- EXERCISE DIRECTIONS
Check each line of the entries below for the word "segment", and copy out the ones that have it.

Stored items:
───
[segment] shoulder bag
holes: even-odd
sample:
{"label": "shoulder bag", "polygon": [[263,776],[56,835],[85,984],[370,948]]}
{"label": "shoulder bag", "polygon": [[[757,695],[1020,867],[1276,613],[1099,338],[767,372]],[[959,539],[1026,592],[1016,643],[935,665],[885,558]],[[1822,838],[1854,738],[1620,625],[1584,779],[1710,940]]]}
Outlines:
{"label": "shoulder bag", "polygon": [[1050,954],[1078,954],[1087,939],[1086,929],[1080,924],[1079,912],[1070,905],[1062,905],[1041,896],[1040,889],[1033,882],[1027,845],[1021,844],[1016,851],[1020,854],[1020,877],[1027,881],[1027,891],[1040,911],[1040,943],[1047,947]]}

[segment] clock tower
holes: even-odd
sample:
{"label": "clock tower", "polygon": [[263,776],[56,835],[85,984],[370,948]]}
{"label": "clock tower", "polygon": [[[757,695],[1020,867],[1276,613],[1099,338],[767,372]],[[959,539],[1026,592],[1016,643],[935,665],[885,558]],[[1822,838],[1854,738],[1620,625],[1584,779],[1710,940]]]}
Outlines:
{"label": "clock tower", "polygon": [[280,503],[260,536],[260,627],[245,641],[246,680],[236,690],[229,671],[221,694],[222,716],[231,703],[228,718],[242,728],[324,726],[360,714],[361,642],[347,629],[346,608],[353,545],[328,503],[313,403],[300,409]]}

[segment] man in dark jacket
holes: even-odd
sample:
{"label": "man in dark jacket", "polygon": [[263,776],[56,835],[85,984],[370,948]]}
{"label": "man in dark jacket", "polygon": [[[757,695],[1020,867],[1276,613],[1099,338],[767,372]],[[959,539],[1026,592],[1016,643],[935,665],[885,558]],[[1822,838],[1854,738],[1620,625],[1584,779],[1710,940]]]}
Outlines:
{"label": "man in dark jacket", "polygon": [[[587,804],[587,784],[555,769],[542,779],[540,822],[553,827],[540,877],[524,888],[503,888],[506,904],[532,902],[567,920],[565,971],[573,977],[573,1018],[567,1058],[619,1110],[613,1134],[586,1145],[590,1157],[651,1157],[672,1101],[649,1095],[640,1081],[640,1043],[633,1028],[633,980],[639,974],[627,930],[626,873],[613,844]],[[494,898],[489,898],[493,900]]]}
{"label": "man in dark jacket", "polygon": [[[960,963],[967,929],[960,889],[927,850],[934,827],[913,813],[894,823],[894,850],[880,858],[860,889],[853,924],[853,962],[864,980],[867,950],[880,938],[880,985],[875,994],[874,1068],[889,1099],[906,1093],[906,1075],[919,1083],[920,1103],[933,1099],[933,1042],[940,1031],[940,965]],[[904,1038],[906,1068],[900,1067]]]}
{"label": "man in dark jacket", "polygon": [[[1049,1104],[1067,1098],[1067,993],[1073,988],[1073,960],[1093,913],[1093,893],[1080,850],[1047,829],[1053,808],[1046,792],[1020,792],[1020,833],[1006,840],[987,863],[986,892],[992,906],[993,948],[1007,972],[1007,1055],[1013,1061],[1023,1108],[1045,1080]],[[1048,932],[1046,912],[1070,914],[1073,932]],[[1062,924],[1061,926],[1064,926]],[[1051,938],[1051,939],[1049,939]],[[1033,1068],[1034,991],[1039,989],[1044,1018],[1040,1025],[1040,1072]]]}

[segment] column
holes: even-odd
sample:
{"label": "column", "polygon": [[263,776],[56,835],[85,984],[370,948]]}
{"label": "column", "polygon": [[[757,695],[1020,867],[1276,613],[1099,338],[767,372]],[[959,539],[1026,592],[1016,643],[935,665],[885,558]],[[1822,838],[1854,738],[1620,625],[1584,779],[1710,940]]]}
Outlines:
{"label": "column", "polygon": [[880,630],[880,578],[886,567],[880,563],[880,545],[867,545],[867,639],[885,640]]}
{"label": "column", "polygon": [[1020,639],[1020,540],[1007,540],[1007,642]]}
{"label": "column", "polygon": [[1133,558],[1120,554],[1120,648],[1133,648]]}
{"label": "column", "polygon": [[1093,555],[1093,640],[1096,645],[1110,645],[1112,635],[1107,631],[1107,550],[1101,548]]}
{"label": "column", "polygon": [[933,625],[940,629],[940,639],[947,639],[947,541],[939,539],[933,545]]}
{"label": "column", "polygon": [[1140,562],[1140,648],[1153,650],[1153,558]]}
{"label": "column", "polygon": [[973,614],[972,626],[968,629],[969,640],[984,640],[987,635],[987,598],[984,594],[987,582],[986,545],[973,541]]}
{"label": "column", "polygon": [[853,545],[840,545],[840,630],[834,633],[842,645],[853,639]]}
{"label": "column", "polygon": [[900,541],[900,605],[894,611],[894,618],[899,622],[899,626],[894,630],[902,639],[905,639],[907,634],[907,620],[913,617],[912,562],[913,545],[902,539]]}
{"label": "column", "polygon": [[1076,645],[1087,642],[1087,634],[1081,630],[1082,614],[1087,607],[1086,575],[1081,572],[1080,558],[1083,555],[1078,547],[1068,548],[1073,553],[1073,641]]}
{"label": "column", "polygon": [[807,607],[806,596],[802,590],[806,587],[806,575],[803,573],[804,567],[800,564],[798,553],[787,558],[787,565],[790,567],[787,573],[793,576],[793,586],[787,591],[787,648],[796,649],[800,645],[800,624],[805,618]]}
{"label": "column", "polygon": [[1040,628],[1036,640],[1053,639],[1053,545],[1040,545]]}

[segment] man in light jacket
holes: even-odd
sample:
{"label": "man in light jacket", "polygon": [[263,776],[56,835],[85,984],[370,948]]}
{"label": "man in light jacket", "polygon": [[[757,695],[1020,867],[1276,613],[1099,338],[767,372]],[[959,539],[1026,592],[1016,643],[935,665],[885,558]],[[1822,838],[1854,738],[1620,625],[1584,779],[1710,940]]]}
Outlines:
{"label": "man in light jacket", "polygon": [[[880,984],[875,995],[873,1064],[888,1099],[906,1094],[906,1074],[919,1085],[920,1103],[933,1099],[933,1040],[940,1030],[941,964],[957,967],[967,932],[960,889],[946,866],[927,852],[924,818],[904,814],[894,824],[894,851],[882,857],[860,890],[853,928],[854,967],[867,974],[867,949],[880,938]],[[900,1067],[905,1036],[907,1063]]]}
───
- PROBLEM SOLUTION
[segment] shoulder bag
[segment] clock tower
[segment] man in dark jacket
[segment] column
[segment] man in light jacket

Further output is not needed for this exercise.